Print the data exactly as written, but leave out each picture.

## Image-backed grounding data
_ _ _ _ _ _ _
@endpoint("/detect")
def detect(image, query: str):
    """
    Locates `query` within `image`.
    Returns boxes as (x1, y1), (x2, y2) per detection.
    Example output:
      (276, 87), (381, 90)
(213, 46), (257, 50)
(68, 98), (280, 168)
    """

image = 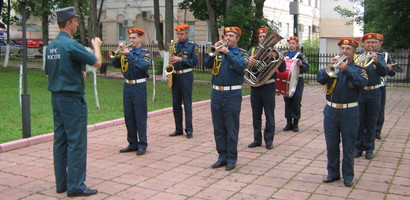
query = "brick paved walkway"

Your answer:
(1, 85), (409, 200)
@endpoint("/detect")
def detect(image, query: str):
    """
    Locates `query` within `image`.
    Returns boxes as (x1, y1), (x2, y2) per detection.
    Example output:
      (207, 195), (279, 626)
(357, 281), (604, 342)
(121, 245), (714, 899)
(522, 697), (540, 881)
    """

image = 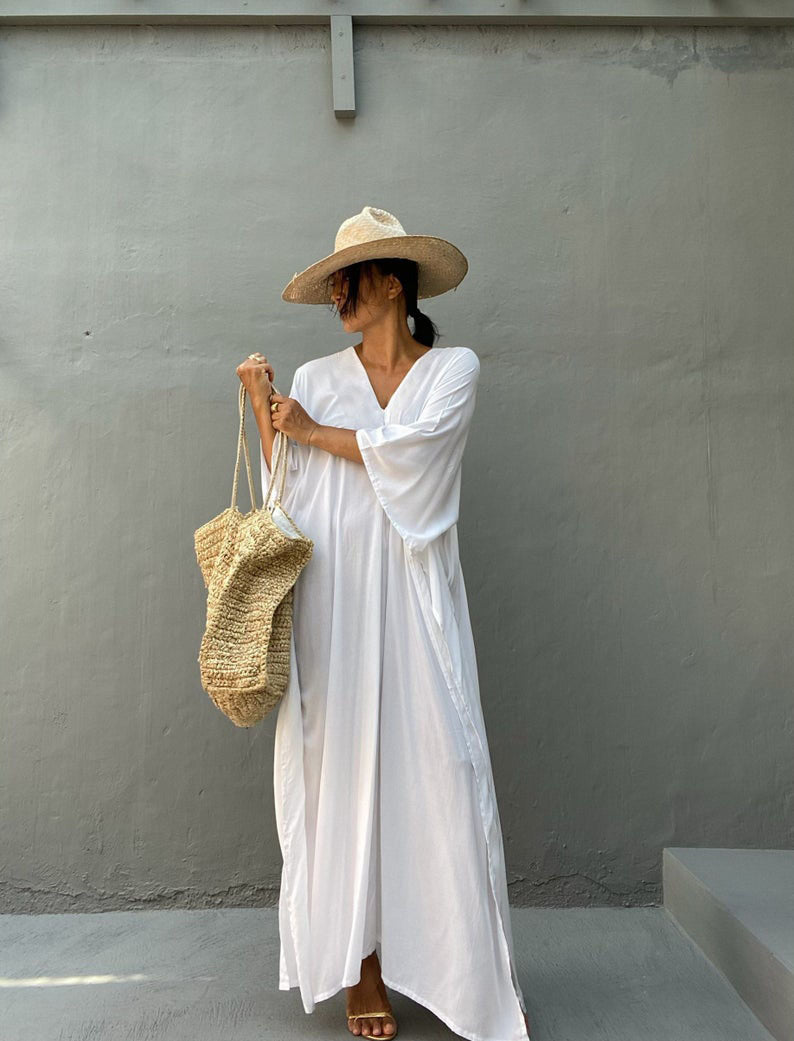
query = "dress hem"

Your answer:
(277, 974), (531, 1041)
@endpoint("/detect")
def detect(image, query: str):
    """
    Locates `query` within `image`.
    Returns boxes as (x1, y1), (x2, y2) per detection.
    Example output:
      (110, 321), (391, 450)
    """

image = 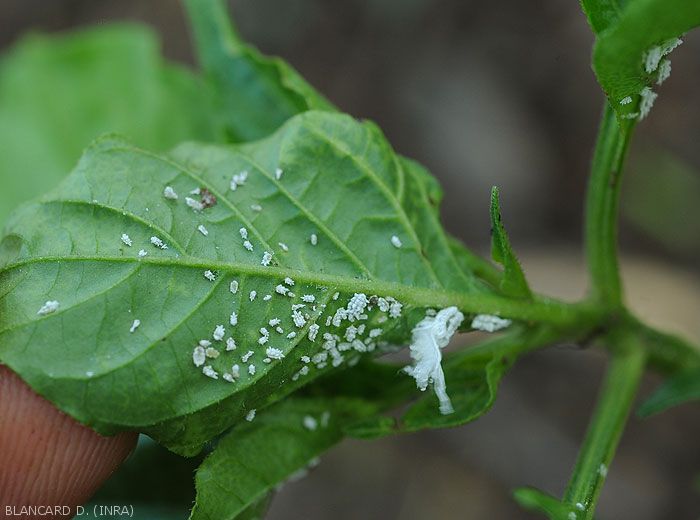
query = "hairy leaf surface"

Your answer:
_ _ _ _ _ _ _
## RESULT
@endpoint("/detect")
def detect(image, query: str):
    """
    Locates `query` within `image`.
    Returns boxes as (x1, y1), (x2, y2) per detection.
    Example output:
      (276, 87), (381, 90)
(213, 46), (257, 50)
(68, 98), (280, 168)
    """

image = 
query = "brick paved walkway"

Your answer:
(1, 85), (409, 200)
@endpoint("/detect")
def detect(image, query: str):
    """
    Locates `query` within `image`.
    Returns boxes as (x1, y1), (x2, y2) per detection.
    Example output:
      (207, 195), (279, 626)
(357, 281), (604, 342)
(121, 245), (714, 899)
(522, 697), (540, 881)
    """

image = 
query = "dress hem"

Your answer:
(277, 974), (531, 1041)
@endpoint("/detect")
def detect(image, query: str):
    """
    Locates `query` within `image`.
    Returns boxes as (x1, y1), (x2, y2) per detection.
    Example output:
      (110, 321), (391, 450)
    """

image = 
query = "hairy leaf surface"

Your answer:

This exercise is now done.